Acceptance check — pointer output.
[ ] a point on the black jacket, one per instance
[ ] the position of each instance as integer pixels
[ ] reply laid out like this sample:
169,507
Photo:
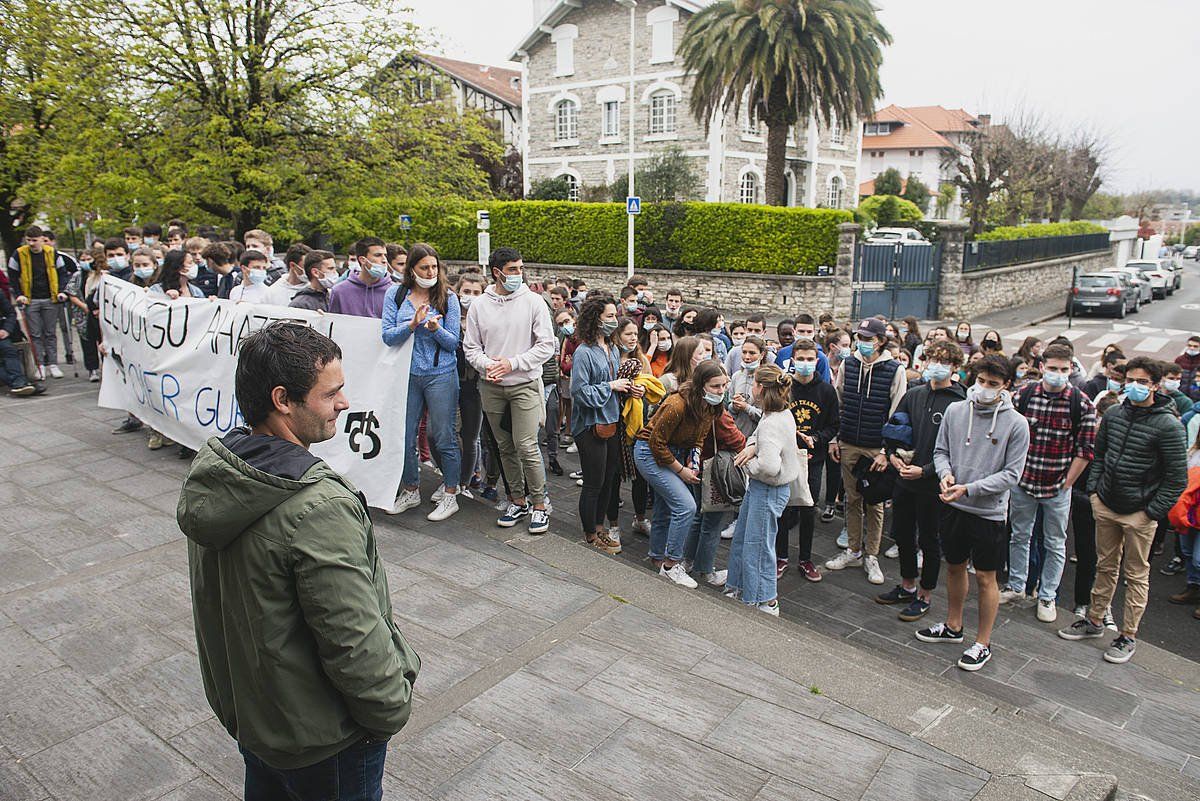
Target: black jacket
815,408
1141,458
925,408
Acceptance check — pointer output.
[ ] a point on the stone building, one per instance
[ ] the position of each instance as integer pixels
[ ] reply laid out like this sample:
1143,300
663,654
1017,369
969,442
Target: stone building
575,101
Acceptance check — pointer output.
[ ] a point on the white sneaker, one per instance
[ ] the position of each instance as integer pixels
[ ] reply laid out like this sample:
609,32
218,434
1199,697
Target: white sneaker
678,576
1047,612
445,507
874,574
845,559
408,499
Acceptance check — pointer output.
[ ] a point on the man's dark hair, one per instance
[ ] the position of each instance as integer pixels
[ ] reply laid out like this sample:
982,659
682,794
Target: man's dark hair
1057,351
995,366
1152,366
282,354
250,257
297,252
313,259
366,244
503,256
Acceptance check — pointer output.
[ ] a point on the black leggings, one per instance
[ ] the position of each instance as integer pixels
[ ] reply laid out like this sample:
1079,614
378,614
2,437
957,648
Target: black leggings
600,462
1083,527
804,516
915,522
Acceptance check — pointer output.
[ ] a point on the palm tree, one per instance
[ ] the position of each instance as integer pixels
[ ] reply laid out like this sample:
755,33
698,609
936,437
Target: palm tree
787,59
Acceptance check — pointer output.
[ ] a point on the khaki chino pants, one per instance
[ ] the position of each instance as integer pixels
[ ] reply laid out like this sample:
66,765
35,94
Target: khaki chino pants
1131,535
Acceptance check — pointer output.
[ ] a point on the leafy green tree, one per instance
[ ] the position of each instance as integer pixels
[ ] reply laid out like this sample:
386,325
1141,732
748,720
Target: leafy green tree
888,182
917,193
787,59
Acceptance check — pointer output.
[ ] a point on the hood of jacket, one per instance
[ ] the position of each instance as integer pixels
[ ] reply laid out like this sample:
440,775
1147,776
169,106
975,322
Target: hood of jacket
234,481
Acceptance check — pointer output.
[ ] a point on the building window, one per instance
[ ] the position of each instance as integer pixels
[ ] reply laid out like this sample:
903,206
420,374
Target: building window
663,112
661,22
573,187
564,49
748,187
567,121
611,126
833,199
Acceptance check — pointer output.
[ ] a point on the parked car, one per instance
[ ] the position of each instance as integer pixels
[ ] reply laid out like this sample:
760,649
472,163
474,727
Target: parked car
898,235
1139,279
1162,275
1110,293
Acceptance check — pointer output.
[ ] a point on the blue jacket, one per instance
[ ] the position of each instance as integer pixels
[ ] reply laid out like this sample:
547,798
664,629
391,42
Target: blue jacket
785,354
593,399
433,353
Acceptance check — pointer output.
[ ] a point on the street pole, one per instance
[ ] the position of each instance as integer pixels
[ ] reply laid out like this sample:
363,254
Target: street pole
633,29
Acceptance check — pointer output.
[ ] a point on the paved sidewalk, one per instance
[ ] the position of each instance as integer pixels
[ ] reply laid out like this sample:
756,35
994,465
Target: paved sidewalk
550,670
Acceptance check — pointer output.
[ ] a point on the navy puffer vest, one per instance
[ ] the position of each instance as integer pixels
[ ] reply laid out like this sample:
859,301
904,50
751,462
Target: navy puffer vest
864,410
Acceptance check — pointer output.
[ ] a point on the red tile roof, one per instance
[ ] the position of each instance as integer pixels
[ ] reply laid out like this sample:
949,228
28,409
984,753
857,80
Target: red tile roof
492,80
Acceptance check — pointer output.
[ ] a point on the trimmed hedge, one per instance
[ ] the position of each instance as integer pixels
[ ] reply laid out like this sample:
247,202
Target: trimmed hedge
720,236
1041,229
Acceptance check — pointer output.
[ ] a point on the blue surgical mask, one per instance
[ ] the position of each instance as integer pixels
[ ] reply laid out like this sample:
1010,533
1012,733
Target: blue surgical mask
936,372
1055,380
1137,392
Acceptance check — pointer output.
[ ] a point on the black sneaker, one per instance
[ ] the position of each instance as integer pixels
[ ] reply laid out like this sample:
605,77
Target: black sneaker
1081,628
539,521
940,633
975,657
915,610
895,595
513,515
1173,567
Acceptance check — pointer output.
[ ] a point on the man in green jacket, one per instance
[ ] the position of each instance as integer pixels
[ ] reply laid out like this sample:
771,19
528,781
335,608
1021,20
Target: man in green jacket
1139,471
300,657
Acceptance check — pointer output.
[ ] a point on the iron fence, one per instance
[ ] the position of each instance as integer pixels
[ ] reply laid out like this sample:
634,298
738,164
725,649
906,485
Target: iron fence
1000,253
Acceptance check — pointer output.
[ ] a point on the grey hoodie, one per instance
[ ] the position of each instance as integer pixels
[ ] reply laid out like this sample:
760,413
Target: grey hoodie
984,447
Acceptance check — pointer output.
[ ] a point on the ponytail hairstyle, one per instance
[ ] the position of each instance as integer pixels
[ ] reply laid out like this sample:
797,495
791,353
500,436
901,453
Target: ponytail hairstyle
777,387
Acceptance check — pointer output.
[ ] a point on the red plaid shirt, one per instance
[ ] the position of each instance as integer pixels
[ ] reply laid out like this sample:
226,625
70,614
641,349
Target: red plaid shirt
1051,445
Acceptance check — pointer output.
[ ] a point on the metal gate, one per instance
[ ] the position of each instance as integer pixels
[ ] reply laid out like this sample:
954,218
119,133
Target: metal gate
897,281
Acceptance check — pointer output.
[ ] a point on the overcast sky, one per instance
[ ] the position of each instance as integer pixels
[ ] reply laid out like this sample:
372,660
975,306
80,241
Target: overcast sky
1115,66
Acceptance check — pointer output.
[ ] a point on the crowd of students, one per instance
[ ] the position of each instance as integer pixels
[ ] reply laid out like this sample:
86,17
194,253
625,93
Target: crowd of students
983,455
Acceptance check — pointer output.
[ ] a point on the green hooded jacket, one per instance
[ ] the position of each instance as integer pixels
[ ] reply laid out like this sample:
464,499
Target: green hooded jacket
298,648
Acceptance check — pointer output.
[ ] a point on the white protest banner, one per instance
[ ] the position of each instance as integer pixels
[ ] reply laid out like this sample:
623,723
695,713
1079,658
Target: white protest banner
171,362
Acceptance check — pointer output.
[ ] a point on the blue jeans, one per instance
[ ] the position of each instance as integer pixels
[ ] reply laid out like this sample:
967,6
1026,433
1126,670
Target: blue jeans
1188,544
753,550
703,536
1023,511
353,775
675,506
438,395
12,372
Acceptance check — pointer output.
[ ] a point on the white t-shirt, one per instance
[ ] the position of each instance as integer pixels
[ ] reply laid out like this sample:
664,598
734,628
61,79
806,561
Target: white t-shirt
251,294
281,291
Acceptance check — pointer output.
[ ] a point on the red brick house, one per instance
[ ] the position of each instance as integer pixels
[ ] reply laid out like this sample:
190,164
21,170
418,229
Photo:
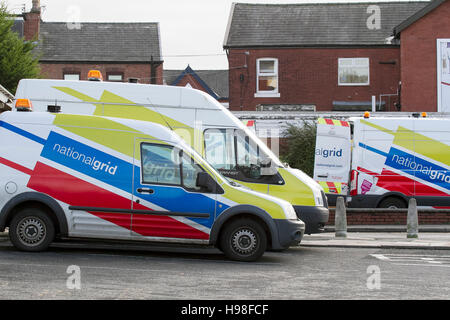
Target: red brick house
332,56
213,82
425,57
121,51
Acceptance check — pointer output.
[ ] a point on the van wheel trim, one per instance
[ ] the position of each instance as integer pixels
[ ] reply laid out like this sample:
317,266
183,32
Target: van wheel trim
244,241
31,231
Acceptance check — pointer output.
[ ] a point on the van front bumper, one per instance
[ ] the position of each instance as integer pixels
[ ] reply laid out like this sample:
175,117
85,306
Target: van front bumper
290,233
314,217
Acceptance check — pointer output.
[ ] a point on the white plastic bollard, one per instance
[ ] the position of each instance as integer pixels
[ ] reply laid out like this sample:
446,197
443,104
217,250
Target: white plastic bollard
412,222
340,219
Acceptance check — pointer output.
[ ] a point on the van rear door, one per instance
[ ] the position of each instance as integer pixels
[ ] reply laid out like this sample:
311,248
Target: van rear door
332,157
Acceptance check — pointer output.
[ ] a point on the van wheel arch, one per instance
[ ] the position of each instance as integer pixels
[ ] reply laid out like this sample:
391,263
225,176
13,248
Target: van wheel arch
393,201
35,200
243,216
242,212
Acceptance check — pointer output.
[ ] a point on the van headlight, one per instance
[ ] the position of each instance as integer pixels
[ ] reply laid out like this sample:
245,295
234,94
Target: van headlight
290,213
319,201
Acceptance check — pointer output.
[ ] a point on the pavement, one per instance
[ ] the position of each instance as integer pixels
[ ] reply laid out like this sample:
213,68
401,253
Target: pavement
383,240
386,237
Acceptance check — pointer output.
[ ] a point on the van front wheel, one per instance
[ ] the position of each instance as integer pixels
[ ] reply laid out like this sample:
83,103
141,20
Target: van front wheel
243,240
31,230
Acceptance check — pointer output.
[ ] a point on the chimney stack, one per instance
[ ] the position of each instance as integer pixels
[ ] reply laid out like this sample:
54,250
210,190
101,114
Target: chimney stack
36,6
32,22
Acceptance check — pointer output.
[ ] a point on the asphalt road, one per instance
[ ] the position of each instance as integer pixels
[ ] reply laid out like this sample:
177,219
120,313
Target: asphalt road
85,270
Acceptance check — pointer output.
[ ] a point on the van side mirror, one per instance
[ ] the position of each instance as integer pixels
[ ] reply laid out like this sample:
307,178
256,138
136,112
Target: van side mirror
267,169
205,181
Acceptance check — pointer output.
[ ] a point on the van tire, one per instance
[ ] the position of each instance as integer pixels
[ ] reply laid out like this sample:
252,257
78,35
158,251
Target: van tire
392,203
243,240
31,229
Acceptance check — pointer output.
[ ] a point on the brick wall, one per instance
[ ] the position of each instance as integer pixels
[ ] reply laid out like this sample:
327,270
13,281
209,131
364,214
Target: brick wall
310,76
382,218
141,71
418,58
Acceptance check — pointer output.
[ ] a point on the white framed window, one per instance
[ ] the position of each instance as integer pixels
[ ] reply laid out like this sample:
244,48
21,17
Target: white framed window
115,77
353,72
267,77
71,76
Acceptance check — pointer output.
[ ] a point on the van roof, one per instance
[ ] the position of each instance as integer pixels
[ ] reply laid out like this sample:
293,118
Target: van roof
155,95
41,118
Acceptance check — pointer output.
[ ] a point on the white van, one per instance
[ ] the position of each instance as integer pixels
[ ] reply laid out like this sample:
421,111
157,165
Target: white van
389,161
214,132
110,178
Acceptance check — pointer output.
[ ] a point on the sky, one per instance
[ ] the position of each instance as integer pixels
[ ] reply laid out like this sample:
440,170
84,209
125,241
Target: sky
192,31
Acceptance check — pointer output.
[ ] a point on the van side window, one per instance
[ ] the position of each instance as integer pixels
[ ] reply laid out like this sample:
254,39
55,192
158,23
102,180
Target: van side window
189,171
219,148
160,164
236,156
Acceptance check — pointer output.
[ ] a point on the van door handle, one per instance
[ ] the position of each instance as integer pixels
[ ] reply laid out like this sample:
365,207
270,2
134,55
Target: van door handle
145,190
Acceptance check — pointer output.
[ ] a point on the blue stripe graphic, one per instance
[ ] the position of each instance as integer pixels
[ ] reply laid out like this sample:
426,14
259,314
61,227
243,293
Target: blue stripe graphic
21,132
365,146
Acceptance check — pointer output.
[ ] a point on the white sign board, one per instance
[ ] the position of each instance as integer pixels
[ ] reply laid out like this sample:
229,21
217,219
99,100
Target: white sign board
443,75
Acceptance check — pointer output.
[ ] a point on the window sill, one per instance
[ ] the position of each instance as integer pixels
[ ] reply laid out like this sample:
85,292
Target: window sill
267,95
353,84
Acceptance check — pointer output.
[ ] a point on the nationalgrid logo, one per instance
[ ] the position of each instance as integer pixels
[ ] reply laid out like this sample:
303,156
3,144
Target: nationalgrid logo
91,161
418,167
88,160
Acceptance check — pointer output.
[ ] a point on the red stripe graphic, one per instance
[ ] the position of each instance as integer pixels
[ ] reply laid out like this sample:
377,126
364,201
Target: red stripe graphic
77,192
392,181
331,187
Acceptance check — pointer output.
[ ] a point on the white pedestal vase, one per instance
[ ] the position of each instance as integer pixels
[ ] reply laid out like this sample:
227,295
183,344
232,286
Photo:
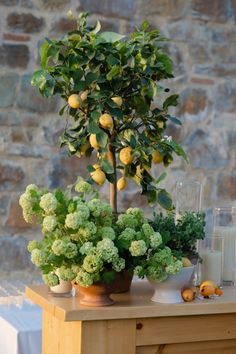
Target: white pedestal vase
169,290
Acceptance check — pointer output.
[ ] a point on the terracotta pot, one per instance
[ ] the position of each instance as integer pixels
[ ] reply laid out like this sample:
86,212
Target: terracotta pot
94,295
122,282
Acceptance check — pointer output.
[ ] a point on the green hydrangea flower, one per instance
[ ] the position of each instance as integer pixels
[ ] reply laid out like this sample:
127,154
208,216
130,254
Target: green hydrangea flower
87,248
138,248
73,221
106,232
118,264
48,203
32,245
49,223
155,240
107,250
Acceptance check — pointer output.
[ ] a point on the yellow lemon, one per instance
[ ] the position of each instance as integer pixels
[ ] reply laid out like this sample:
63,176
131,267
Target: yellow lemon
121,183
157,157
93,141
106,121
118,100
96,166
186,262
74,101
84,95
98,176
126,155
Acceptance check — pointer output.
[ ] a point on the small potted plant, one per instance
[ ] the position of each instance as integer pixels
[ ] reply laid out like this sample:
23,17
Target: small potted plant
181,234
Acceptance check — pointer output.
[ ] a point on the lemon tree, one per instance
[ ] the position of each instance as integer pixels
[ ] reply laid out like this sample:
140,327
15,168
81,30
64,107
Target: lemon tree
108,83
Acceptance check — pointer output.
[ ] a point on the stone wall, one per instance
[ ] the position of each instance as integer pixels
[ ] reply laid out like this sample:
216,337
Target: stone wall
203,48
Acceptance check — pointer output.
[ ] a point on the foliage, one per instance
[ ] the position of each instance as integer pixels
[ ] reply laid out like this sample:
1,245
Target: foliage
181,235
83,242
100,67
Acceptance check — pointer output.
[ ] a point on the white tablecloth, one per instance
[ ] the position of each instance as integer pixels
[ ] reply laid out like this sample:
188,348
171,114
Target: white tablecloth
20,326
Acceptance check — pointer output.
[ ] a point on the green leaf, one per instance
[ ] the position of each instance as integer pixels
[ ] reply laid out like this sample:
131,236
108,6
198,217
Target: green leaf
144,25
164,199
170,101
44,54
97,28
102,138
39,78
93,127
111,37
174,120
106,166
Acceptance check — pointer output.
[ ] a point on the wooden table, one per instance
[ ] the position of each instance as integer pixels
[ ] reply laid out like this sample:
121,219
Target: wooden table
135,325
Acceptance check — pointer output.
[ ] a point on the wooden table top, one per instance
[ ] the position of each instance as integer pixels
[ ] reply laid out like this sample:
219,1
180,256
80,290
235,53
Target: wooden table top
135,304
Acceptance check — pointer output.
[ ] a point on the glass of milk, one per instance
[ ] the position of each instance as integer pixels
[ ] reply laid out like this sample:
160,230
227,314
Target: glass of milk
224,225
210,266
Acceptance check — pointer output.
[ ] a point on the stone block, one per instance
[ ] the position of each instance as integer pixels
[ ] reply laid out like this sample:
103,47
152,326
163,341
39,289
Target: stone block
4,203
11,176
14,254
206,151
30,99
217,10
194,104
224,41
14,55
225,97
216,70
8,84
226,186
122,8
9,2
25,22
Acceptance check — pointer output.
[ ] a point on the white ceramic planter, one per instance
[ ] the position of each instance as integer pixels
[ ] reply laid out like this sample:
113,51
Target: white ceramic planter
169,291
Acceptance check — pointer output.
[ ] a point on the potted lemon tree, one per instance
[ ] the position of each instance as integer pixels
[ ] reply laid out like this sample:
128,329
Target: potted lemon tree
108,83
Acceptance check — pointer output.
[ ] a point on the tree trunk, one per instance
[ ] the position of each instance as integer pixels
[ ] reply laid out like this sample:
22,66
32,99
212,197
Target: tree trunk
113,186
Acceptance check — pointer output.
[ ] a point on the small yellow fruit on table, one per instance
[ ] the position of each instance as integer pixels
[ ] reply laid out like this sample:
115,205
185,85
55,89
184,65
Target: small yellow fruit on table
106,121
118,100
157,157
121,183
74,101
93,141
188,294
126,155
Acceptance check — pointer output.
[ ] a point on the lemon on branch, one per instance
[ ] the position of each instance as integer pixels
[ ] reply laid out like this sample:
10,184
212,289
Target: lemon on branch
157,157
121,183
98,175
84,95
126,155
106,121
74,101
93,141
118,100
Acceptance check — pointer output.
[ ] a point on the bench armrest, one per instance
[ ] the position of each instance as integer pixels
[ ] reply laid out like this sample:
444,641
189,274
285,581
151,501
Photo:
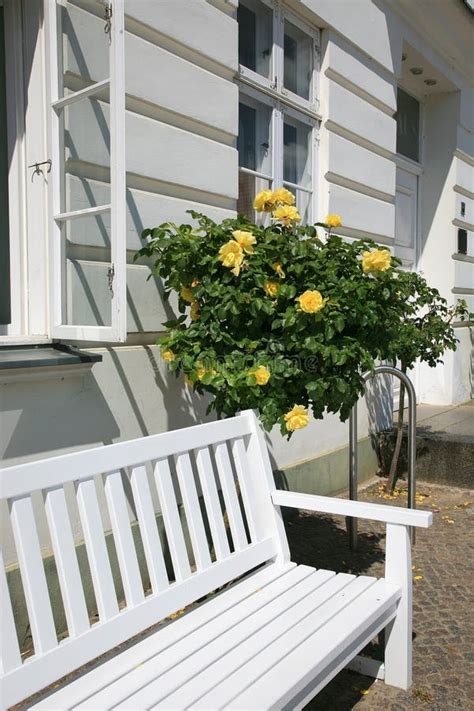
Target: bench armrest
358,509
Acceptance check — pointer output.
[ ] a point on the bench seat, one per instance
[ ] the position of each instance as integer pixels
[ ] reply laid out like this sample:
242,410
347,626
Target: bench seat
269,640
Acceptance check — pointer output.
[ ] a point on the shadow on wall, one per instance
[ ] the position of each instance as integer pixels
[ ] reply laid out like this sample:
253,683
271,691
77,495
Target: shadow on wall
55,415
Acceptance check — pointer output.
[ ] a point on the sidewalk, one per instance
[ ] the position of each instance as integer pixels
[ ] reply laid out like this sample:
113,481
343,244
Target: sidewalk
443,572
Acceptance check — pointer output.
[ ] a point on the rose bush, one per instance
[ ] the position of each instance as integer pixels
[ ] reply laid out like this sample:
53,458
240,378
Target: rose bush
278,319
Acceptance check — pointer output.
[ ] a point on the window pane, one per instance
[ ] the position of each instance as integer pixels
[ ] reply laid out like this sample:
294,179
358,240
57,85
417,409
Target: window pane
88,292
254,136
255,36
5,309
297,152
249,186
298,62
408,125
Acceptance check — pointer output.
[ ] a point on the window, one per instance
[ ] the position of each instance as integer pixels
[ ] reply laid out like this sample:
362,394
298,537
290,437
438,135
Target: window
278,111
408,125
87,230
##############################
WHAT IS BEING ASKED:
Identify every line in the entries above that contains the word "pedestal" and copy each such line in full.

SOLVED EXERCISE:
[ ] a point on the white pedestal vase, one per instance
Target: white pedestal vase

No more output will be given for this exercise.